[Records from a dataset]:
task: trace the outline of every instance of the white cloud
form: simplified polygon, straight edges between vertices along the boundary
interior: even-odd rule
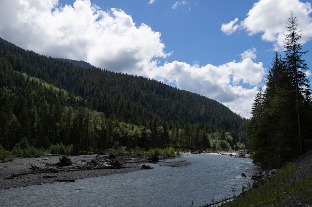
[[[149,4],[152,4],[153,3],[154,3],[154,2],[155,1],[156,1],[156,0],[149,0]]]
[[[257,57],[256,53],[256,48],[252,47],[241,54],[241,56],[242,59],[250,58],[255,59]]]
[[[298,0],[260,0],[255,3],[239,27],[234,24],[236,18],[228,24],[222,24],[221,30],[231,34],[239,27],[250,35],[262,33],[262,40],[272,42],[276,50],[282,49],[284,34],[287,32],[286,23],[291,11],[297,18],[299,29],[303,30],[300,41],[304,43],[312,37],[312,18],[310,16],[312,9],[310,3]]]
[[[159,65],[171,54],[165,52],[160,32],[144,23],[136,26],[120,9],[103,11],[90,0],[76,0],[72,6],[57,0],[0,1],[0,36],[48,56],[166,80],[246,117],[265,74],[262,63],[252,60],[253,48],[241,54],[239,61],[218,66],[177,61]]]
[[[236,31],[239,26],[236,24],[238,19],[235,18],[235,19],[231,21],[227,24],[223,23],[221,26],[221,30],[228,35],[230,35]]]
[[[176,2],[171,7],[173,9],[175,9],[178,7],[178,6],[179,5],[184,5],[186,4],[186,1],[183,1],[182,2]]]
[[[1,1],[1,11],[7,12],[0,12],[6,20],[0,24],[0,35],[41,54],[119,72],[134,73],[138,66],[169,55],[160,32],[144,23],[136,26],[120,9],[102,11],[90,0],[58,6],[56,0]]]
[[[239,62],[232,61],[215,66],[200,67],[174,61],[154,70],[155,77],[163,77],[179,88],[196,92],[216,100],[234,112],[250,117],[249,110],[265,75],[262,63],[253,62],[254,48],[244,52]],[[237,104],[237,105],[236,105]]]

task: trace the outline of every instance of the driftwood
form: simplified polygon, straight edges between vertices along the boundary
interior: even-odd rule
[[[149,170],[152,169],[152,168],[149,165],[145,165],[144,163],[143,163],[143,165],[142,166],[141,168],[142,169],[147,169]]]
[[[62,179],[61,180],[56,180],[54,182],[74,182],[75,180],[73,179]]]
[[[51,178],[52,177],[56,177],[57,176],[43,176],[43,177],[45,178]]]

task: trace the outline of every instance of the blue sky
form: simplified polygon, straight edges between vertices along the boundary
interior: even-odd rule
[[[311,2],[2,0],[0,36],[48,56],[162,81],[249,118],[274,52],[283,50],[291,11],[303,51],[311,50]],[[303,57],[310,68],[311,52]]]

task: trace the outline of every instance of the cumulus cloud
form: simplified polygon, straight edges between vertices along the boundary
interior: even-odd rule
[[[52,57],[83,60],[119,72],[165,58],[160,32],[120,9],[101,10],[90,0],[61,7],[56,0],[0,2],[0,35],[26,49]],[[2,24],[2,23],[3,23]]]
[[[180,89],[217,100],[235,112],[249,117],[248,109],[265,75],[262,63],[254,62],[250,58],[255,56],[252,53],[256,52],[251,48],[243,53],[246,55],[241,55],[240,61],[218,66],[208,64],[200,67],[197,63],[191,65],[174,61],[159,67],[155,75],[165,77]]]
[[[104,11],[90,0],[76,0],[72,6],[58,0],[1,1],[0,21],[0,36],[24,49],[166,80],[216,100],[245,117],[250,116],[265,74],[262,63],[253,60],[253,48],[241,54],[239,61],[219,66],[175,61],[159,65],[171,53],[165,51],[160,32],[144,23],[136,26],[121,9]]]
[[[287,33],[286,23],[291,11],[297,17],[303,35],[300,39],[304,43],[312,37],[312,12],[311,4],[298,0],[260,0],[255,3],[247,14],[247,17],[240,24],[235,20],[222,24],[221,30],[231,34],[238,28],[245,29],[250,35],[260,33],[262,40],[273,43],[275,48],[283,48],[284,34]]]
[[[185,5],[187,3],[186,1],[183,1],[182,2],[176,2],[171,7],[173,9],[175,9],[178,7],[178,6],[179,5]]]
[[[223,23],[221,26],[221,30],[228,35],[230,35],[236,31],[239,26],[236,24],[238,19],[235,18],[235,19],[231,21],[230,23]]]
[[[149,4],[152,4],[154,3],[154,2],[156,1],[156,0],[149,0]]]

[EXERCISE GOAL]: Reproduce the entire listing above without any changes, leaving out the picture.

[WRITTEN REPLY]:
task: trace the outline of every instance of the white cloud
form: simplified polygon, straight edges between vertices along the boundary
interior: even-odd rule
[[[149,4],[152,4],[153,3],[154,3],[154,2],[155,1],[156,1],[156,0],[149,0]]]
[[[257,57],[256,53],[256,48],[252,47],[241,54],[241,56],[242,59],[250,58],[255,59]]]
[[[298,0],[260,0],[255,3],[239,27],[234,24],[236,18],[228,24],[222,24],[221,30],[231,34],[239,27],[250,35],[262,33],[262,40],[272,42],[276,50],[282,49],[284,34],[287,32],[286,23],[291,11],[297,18],[299,29],[303,30],[300,41],[304,43],[312,37],[312,18],[310,16],[312,9],[310,3]]]
[[[159,65],[171,54],[165,52],[160,32],[144,23],[136,26],[120,9],[103,11],[90,0],[76,0],[72,6],[57,0],[0,1],[0,36],[48,56],[166,80],[246,117],[265,74],[262,63],[252,60],[253,48],[241,54],[239,61],[218,66],[177,61]]]
[[[236,31],[239,26],[236,24],[238,19],[235,18],[235,19],[231,21],[227,24],[223,23],[221,26],[221,30],[228,35],[230,35]]]
[[[176,2],[171,7],[173,9],[175,9],[178,7],[178,6],[179,5],[184,5],[186,4],[186,1],[183,1],[182,2]]]
[[[1,1],[1,11],[7,12],[0,12],[6,20],[0,24],[0,35],[41,54],[119,72],[134,73],[138,66],[169,55],[160,32],[144,23],[136,26],[120,9],[102,11],[90,0],[58,6],[56,0]]]
[[[239,62],[232,61],[215,66],[200,67],[174,61],[154,70],[155,77],[163,77],[179,88],[196,92],[216,100],[234,112],[250,117],[249,110],[265,75],[262,63],[253,62],[254,48],[244,52]],[[237,104],[237,105],[236,105]]]

task: trace the outline of every instance of the driftwood
form: simplified polygon, straight edges between vertices along the boundary
interior: even-odd rule
[[[149,170],[152,169],[152,168],[149,165],[145,165],[144,163],[143,163],[143,165],[142,166],[141,168],[142,169],[147,169]]]
[[[62,179],[61,180],[56,180],[54,182],[74,182],[75,180],[73,179]]]
[[[51,178],[52,177],[56,177],[57,176],[43,176],[43,177],[45,178]]]

task: trace the outline of every instance of the blue sky
form: simplified polygon, straight edges between vertices along the boundary
interior: even-odd rule
[[[311,2],[2,0],[0,36],[48,56],[162,81],[249,118],[274,52],[283,50],[291,11],[303,51],[311,50]],[[303,57],[310,68],[311,52]]]

task: trace the outline of every instance of the cumulus cloud
form: simplified polygon, straight edges between vertices along the boundary
interior: even-odd rule
[[[52,57],[83,60],[119,72],[165,58],[160,32],[120,9],[101,10],[90,0],[61,7],[56,0],[0,2],[0,35],[26,49]],[[2,24],[2,23],[3,23]]]
[[[180,89],[217,100],[235,112],[249,117],[248,109],[265,75],[262,63],[254,62],[250,58],[255,56],[252,53],[256,52],[251,48],[243,53],[246,55],[241,55],[240,61],[218,66],[208,64],[200,67],[197,63],[191,65],[174,61],[159,67],[155,75],[165,77]]]
[[[104,11],[90,0],[76,0],[72,6],[58,0],[1,1],[0,21],[0,36],[24,49],[166,80],[216,100],[245,117],[250,116],[265,74],[262,63],[253,60],[253,48],[241,54],[239,61],[219,66],[175,61],[159,65],[171,53],[165,51],[160,32],[144,23],[136,26],[121,9]]]
[[[287,33],[286,23],[291,11],[297,17],[303,35],[300,39],[304,43],[312,37],[312,12],[311,4],[298,0],[260,0],[255,3],[247,14],[247,17],[240,24],[235,20],[222,24],[221,30],[231,34],[238,28],[245,29],[250,35],[260,33],[262,40],[273,43],[275,48],[283,48],[284,34]]]
[[[185,5],[187,3],[186,1],[183,1],[182,2],[176,2],[171,7],[173,9],[175,9],[178,7],[178,6],[179,5]]]
[[[223,23],[221,26],[221,30],[228,35],[230,35],[236,31],[239,26],[236,24],[238,19],[235,18],[235,19],[231,21],[230,23]]]
[[[149,4],[152,4],[154,3],[154,2],[156,1],[156,0],[149,0]]]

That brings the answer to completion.